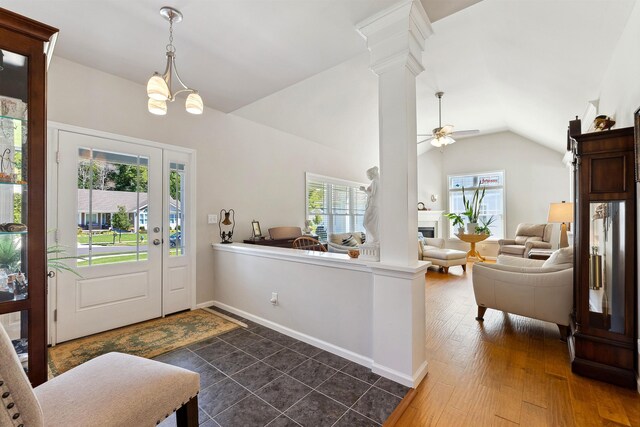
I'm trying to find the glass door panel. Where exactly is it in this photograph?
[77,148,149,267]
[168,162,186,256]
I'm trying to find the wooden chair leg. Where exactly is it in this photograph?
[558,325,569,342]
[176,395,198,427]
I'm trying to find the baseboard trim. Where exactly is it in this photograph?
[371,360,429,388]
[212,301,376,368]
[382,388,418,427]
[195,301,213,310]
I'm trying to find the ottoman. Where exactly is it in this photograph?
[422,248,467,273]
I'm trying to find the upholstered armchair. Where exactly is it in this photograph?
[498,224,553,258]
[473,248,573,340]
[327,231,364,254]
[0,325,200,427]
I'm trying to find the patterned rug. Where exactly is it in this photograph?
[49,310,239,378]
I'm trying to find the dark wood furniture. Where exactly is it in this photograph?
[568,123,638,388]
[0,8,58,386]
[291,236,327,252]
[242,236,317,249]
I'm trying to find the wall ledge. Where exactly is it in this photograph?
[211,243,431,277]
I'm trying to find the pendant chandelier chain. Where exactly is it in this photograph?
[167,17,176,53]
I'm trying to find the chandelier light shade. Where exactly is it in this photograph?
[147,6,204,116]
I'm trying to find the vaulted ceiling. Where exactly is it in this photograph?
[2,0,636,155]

::::::::

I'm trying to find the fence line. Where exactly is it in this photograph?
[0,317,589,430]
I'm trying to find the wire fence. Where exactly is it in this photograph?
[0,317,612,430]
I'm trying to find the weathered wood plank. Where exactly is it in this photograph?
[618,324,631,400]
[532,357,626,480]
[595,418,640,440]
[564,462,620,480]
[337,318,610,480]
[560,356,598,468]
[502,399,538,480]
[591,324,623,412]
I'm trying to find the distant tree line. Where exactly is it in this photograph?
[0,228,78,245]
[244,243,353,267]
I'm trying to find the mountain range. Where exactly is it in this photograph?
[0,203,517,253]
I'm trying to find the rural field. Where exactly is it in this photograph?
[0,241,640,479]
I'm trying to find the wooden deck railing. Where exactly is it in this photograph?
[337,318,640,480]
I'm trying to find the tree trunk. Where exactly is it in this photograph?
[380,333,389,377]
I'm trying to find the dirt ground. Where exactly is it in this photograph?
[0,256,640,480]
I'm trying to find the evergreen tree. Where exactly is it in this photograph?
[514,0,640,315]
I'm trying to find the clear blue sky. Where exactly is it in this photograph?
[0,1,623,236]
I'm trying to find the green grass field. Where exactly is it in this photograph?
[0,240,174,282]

::::::::

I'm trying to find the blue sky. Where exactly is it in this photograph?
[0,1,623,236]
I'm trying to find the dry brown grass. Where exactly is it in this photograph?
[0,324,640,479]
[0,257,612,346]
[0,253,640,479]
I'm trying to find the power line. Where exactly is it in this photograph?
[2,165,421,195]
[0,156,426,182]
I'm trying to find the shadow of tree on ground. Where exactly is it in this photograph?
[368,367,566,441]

::::::::

Recast the lines of the items above as a JSON list of strings, one string per line with blank lines left out, starting at the line that contains "I'm trying to find the glass" and ending at the line that contains "[167,17,176,53]", both included.

# TASK ANSWER
[
  "I'm trying to find the glass door panel. Where exactly is it in this photograph?",
  "[77,148,149,267]",
  "[168,162,186,256]",
  "I'm trying to find the wooden chair leg. Where exactly is it in this photograph?",
  "[558,325,569,342]",
  "[176,395,198,427]",
  "I'm trying to find the baseboard trim. Where exactly is it in this photograph?",
  "[371,360,429,388]",
  "[212,301,376,368]",
  "[382,388,418,427]",
  "[195,301,213,310]",
  "I'm trying to find the ottoman. Where exactly is it in this photograph?",
  "[422,248,467,273]",
  "I'm trying to find the upholstered armchair. Where exactly is it in this photograph?",
  "[498,224,553,258]",
  "[473,248,573,340]",
  "[327,231,364,254]",
  "[0,325,200,427]",
  "I'm trying to find the patterned rug. Where exactly is it in this photograph?",
  "[49,310,239,378]",
  "I'm trying to find the dark wood furniture. Where exactly is it in this photograph?",
  "[568,123,638,388]",
  "[0,8,58,386]",
  "[291,236,327,252]",
  "[242,236,317,249]",
  "I'm trying to find the wall ledge. Where exactly is it in this photograph?",
  "[211,243,431,277]",
  "I'm trying to find the pendant chandelier chain. Where exactly is it in this photograph?",
  "[167,17,176,53]"
]